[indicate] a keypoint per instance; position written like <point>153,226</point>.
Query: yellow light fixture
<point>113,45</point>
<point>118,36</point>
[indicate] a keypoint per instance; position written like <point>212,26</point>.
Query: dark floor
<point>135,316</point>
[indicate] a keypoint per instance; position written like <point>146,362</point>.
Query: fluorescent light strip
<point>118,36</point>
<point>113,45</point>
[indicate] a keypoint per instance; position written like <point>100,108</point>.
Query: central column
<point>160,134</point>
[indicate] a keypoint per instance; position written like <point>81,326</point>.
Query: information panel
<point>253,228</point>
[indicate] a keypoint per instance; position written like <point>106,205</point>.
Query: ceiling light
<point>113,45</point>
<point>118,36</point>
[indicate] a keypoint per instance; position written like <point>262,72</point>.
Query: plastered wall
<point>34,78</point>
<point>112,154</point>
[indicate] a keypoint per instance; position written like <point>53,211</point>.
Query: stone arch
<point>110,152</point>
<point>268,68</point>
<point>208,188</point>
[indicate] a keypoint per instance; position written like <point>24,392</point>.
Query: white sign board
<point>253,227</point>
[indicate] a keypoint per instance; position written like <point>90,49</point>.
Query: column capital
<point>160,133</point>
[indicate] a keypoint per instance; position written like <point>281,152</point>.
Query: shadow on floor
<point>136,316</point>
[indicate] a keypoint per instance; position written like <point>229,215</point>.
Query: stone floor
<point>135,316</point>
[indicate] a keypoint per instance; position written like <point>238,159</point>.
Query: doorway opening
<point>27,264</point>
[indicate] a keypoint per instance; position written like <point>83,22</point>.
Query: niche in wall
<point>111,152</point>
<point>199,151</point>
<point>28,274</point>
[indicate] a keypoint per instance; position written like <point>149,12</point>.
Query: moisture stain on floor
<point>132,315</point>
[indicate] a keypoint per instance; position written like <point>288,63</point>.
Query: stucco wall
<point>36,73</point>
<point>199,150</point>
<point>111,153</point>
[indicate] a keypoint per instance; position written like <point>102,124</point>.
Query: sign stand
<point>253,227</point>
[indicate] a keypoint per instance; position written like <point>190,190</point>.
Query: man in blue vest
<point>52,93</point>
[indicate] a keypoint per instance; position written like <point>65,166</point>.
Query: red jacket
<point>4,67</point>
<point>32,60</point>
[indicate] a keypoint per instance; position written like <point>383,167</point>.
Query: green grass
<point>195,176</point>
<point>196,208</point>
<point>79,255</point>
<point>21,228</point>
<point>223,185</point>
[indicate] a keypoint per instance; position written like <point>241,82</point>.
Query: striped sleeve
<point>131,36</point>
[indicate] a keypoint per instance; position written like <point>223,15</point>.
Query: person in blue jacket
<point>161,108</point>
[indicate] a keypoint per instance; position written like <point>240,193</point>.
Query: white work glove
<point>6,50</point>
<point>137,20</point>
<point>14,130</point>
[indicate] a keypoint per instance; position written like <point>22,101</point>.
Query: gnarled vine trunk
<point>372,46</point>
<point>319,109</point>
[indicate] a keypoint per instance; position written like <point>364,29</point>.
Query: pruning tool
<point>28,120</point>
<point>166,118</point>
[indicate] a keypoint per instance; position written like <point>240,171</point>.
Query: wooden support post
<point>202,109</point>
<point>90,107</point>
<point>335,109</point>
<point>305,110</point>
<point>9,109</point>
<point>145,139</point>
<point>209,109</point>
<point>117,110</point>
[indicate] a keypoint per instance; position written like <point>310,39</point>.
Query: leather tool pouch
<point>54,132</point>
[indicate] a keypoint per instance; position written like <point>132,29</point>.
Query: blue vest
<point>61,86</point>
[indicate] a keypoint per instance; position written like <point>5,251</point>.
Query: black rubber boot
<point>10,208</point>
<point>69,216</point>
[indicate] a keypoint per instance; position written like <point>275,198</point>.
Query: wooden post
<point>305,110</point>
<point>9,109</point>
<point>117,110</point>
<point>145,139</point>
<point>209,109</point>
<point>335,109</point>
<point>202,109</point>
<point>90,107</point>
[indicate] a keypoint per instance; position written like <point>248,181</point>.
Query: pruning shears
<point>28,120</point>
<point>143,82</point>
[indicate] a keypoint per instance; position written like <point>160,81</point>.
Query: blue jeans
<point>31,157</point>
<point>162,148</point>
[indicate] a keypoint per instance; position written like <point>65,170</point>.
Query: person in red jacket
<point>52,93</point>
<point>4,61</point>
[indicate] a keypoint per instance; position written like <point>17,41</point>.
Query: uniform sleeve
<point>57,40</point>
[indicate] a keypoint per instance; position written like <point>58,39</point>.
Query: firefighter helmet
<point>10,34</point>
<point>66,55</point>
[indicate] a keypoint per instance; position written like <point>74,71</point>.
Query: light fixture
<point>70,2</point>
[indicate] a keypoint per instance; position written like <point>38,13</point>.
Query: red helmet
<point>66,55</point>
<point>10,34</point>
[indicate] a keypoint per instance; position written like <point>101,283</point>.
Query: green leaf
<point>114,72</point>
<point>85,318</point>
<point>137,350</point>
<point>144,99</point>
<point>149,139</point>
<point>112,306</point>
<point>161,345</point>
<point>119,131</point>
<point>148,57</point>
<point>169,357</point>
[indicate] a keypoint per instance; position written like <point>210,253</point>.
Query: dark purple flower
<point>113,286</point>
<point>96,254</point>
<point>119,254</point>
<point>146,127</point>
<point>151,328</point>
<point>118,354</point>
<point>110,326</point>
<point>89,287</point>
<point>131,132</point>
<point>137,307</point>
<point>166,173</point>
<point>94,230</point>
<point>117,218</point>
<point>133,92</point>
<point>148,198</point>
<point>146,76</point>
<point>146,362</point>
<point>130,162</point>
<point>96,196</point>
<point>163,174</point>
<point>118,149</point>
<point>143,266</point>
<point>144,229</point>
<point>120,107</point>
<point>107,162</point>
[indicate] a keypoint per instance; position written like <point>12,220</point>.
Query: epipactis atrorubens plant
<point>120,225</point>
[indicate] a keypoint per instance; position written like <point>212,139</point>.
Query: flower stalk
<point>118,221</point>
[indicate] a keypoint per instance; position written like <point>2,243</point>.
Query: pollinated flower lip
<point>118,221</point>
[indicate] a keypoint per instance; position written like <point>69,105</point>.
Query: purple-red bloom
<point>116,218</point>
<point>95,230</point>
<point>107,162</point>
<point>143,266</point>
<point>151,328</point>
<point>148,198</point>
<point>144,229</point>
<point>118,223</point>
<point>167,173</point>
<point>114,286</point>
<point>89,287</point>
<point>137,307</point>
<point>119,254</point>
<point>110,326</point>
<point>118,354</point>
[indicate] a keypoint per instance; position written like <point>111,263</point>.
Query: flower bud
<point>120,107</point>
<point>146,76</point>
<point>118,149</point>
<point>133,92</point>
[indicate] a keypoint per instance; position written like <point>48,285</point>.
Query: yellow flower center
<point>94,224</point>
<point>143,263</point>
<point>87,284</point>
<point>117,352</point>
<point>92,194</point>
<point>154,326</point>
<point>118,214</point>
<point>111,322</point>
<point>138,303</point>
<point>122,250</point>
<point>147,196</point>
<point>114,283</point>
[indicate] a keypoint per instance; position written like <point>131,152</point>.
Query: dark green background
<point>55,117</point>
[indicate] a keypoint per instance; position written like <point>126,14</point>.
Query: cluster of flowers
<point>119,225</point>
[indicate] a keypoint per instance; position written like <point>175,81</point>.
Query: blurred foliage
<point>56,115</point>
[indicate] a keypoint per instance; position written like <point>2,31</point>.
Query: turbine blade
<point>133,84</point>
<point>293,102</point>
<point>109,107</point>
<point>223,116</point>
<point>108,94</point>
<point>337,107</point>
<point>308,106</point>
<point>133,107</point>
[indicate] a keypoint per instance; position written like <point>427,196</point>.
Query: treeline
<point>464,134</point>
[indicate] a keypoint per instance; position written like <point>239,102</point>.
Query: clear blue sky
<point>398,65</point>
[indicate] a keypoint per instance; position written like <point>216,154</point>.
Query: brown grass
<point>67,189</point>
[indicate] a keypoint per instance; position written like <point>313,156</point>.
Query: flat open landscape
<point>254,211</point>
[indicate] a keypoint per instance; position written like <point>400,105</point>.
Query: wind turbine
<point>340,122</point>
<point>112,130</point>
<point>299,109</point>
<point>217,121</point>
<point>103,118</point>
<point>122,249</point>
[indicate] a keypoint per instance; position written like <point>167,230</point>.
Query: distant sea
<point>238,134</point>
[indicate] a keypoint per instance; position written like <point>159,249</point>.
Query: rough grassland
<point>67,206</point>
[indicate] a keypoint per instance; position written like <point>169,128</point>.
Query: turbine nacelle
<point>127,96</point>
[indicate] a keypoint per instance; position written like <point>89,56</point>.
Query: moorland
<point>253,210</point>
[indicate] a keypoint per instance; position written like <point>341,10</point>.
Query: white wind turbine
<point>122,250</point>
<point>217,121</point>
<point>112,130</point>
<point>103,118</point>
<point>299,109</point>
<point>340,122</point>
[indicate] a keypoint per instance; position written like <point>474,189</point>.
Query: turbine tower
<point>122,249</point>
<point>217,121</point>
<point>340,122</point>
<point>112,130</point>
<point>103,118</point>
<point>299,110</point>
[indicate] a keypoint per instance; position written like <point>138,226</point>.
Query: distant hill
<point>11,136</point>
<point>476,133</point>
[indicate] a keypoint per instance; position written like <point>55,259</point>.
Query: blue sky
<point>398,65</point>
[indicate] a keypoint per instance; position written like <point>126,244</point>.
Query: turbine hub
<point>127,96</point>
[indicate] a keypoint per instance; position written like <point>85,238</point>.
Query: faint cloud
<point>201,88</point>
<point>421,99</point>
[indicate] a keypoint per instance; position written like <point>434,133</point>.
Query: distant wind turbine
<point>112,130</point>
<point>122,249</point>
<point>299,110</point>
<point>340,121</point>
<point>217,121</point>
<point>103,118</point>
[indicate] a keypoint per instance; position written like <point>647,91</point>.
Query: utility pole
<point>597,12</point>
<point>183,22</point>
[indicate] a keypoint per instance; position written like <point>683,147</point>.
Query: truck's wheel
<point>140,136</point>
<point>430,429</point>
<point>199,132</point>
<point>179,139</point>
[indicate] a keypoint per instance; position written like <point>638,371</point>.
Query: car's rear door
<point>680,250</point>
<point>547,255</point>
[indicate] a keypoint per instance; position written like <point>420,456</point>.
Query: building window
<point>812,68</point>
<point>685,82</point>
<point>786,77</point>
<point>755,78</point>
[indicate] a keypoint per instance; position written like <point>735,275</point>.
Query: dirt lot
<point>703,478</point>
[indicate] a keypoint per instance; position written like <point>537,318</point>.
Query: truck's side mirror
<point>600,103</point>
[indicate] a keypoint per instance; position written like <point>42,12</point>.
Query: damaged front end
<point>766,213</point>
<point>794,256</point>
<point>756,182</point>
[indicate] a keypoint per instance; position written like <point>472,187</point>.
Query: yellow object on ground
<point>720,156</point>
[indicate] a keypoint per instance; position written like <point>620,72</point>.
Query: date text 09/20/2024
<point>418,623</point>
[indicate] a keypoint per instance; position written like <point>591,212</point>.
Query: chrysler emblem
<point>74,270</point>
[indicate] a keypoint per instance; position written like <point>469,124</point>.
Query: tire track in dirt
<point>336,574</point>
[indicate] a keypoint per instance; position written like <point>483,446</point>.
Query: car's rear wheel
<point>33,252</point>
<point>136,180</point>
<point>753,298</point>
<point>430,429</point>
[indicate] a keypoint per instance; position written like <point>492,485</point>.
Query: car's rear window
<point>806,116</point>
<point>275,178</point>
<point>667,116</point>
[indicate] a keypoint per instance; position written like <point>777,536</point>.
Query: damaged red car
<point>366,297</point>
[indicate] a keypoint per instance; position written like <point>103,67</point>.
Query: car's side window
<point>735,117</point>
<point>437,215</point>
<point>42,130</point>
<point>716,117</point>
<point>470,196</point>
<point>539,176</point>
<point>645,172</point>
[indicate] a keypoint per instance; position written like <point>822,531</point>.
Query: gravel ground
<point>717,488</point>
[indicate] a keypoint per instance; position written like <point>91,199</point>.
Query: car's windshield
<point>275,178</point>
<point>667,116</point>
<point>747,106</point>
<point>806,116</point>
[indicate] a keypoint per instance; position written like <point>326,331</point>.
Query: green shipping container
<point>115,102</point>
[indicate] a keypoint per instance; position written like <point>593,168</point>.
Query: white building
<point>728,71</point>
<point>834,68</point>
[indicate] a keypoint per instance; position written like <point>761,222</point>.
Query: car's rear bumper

| DIRECTION |
Transcribe only the trailing portion of the entries above: the line that contains "written like <point>42,12</point>." and each line after it.

| THE SOLUTION |
[indicate] a keypoint per instance; position written like <point>42,12</point>.
Query: damaged front end
<point>766,213</point>
<point>794,256</point>
<point>756,182</point>
[indicate] a keypoint per instance; position written like <point>472,187</point>.
Query: yellow object on ground
<point>720,156</point>
[indicate] a keypoint per instance; position written like <point>620,72</point>.
Query: date text 09/20/2024
<point>418,623</point>
[indicate] a keypoint per instance; position written like <point>591,212</point>.
Query: chrysler emblem
<point>74,270</point>
[indicate] a keypoint per instance; position written like <point>469,124</point>.
Query: tire track in dirt
<point>336,574</point>
[indicate] a keypoint per instance; position written like <point>483,446</point>.
Query: car's rear wheel
<point>33,252</point>
<point>136,180</point>
<point>753,298</point>
<point>430,429</point>
[indicate] a keypoint per instance; position written like <point>492,485</point>.
Query: car's rear window
<point>806,116</point>
<point>275,178</point>
<point>667,116</point>
[indicate] a keypoint per instance; position written like <point>777,536</point>.
Query: damaged red car
<point>366,297</point>
[indicate] a keypoint per instance; position written like <point>103,67</point>.
Query: car's side window
<point>735,117</point>
<point>437,215</point>
<point>42,130</point>
<point>716,117</point>
<point>470,196</point>
<point>539,176</point>
<point>645,172</point>
[indicate] a keypoint per instance; position written like <point>822,531</point>.
Query: gravel ground
<point>717,488</point>
[indicate] a keypoint per instance; position written like <point>91,199</point>.
Query: car's windshield
<point>275,178</point>
<point>667,116</point>
<point>747,106</point>
<point>806,116</point>
[indicate] a keypoint per instance; position written like <point>326,331</point>.
Query: green shipping container
<point>115,102</point>
[indicate] a keypoint per instance; position written like <point>593,168</point>.
Query: white building
<point>728,71</point>
<point>834,68</point>
[indicate] a keypoint per instance; position written like <point>761,222</point>.
Query: car's rear bumper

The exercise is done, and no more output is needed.